Berliner Kabarett "Sündikat" gewinnt den 6. Oelsnitzer Barhocker
Jury mit pointierten Attacken und spielerischer Glanzleistung überzeugt -
Gala am Sonnabend zählt über 500 Besucher - Skulptur bekommt Ehrenplatz in der Hauptstadt

Oelsnitz.
Das Berliner Kabarett "Sündikat" hat zur Samstags-Gala der "6. Oelsnitzer KabarettTage" den Kleinkunstpreis
"Oelsnitzer Barhocker" gewonnen. "Damit haben wir nicht gerechnet", bekannten Wolfgang Koch und Fabricio Fettig
nach der Preisverleihung und lobten ihre starke Konkurrenz: "Das hätte jedes der vier Kabaretts werden
können. Ich denke, die Jury hatte es nicht einfach." Sündikat hatte mit seinen politisch pointierten
Verbalattacken und einer spielerischen Glanzleistung am Ende die Nase vorn.
Im Programm "Wer lügt, gewinnt" ließen Koch und Fettig die Mitglieder des Bundestages am geistigen Auge
des Publikums vorbeidefilieren und hatten für jeden die ultimative Charakterisierung parat. Von Ulla Schmidt,
die vor ein paar Jahren noch dachte, Salmonellen seien eine Inselgruppe in der Südsee. Bis zu Markus Söder,
der viel sagt, wenn der Tag lang ist. Und bei Markus Söder sind die Tage immer lang.
Uber 5oo Besucher sahen zur Gala am Samstag zwanzigminütige Ausschnitte aller Programme auf der Bühne
im Saal. Einen Tag vorher erlebten hartgesottene Fans in Bar und Füllort je zwei Programme in voller Länge.
Wie gewohnt, wurde hochkarätige Kleinkunst geboten. Bei den vier Frauen des Kabaretts "Intakt" aus Hof ging
es um Konsum, Fernsehen oder auch "die existenzielle Entscheidung, kauf ich zweilagiges oder dreilagiges
Toilettenpapier". Der "Mannheimer Kulturknall" thematisierte in einer "Abschleppsatire" die Frage, was Mann und
Frau beim Kennenlernen eines potenziellen Partners denken und sagen. Das Leipziger "Ensemble Weltkritik" zeigte,
was passiert, wenn arbeitslose Akademiker vom Sachbearbeiter des Arbeitsamtes auf die Bühne gedrängt
werden. Die gewagte Behauptung "Stimmung ist unser zweiter Vorname" wurde beim spröden "Herrn Lühmlich"

**AUFGABE 1:**
Mit welchem Programm trat das Kabarett "Sündikat" laut dem Bericht über die Oelsnitzer KabarettTage auf?
**AUFGABE 2:**
Führe den Bericht über die Oelsnitzer KabarettTage an der Stelle fort, an der er endet.

**DATENBLOCK:**
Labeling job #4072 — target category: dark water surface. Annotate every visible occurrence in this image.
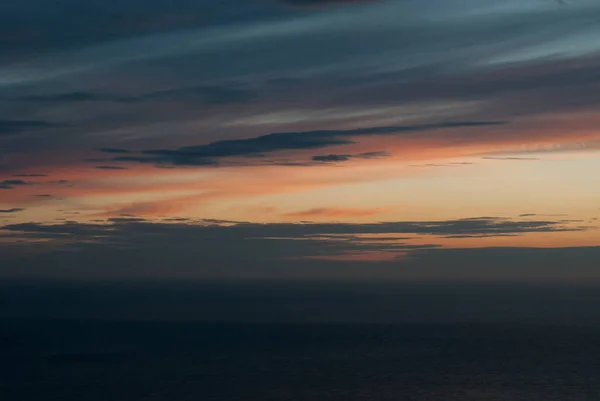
[0,320,600,401]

**LÖSUNG 1:**
"Wer lügt, gewinnt"

**LÖSUNG 2:**
alias Maxim Hofmann und seiner Partnerin Bettina Prokert auf subtile Art zur Tatsache.
Sündikat hatte mit den Parodiekünsten von Wolfgang Koch noch einen besonderen Trumpf im Ärmel.
Das kabarettistische Urgestein imitierte Peter Maffay, Udo Jürgens und als besonderes Schmankerl verkündete
er "Nachts, wenn alles schläft" mit der altbekannten Stimme von Howard Carpendale von illegalen Machenschaften,
die angesichts der einlullenden Melodie nur noch halb so schlimm waren.
Als Moderatorin führte Steffi Hofmann durch den langen Gala-Abend. Die 28-Jährige Schauspielerin von
"Thea(l)ternativ" hat einen Klasse-Einstieg in die Moderation auf die Bühne gelegt. Der Schwachpunkt des
Gala-Abends war die Technik. Aussetzer bei der Mikrofonanlage sorgten dafür, dass etliche Gags ungehört
verpufften. Die Veranstalter entschuldigten sich zwar beim Publikum, wussten aber letztlich nicht, woran es lag.
Man vermutet nun, dass zu viele Handys im Saal für die Störungen sorgten.
Den Gewinnern war das am Ende egal, denn das profilierte Berliner Ensemble wurde bisher mit Preisen nicht gerade
überschüttet und freute sich entsprechend über die Ehrung. "Dass wir in Oelsnitz einen Preis gewinnen,
freut uns besonders, denn wir haben in den goer Jahren schon mehrfach hier gespielt." Nach dem Kleinkunstpreis der
Stadt Lüdenscheid im Jahr 1991 ist der "Oelsnitzer Barhocker" der zweite Kleinkunstpreis, mit dem "Sündikat"
sich schmücken darf.
Die kleine Skulptur soll einen Ehrenplatz in der Berliner Spielstätte bekommen. (CZD)
(Freie Presse vom Montag, 04. Juni 2007)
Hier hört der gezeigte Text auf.